◆ **Input data**:
+ + + + + + +

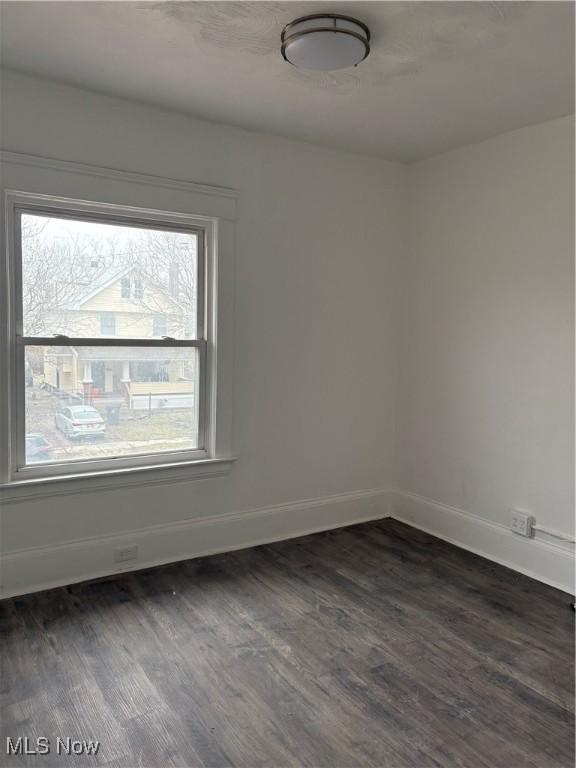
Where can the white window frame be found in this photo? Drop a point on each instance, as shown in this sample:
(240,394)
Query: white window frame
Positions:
(215,395)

+ + + + + + +

◆ **Requirement**: When you write out the data, keep every line exact and drop the pictures.

◆ **Expected output**:
Where can the white window frame be found in this photo? Drop a point on each instance, as shown in this sample:
(240,394)
Query: white window frame
Positions:
(215,395)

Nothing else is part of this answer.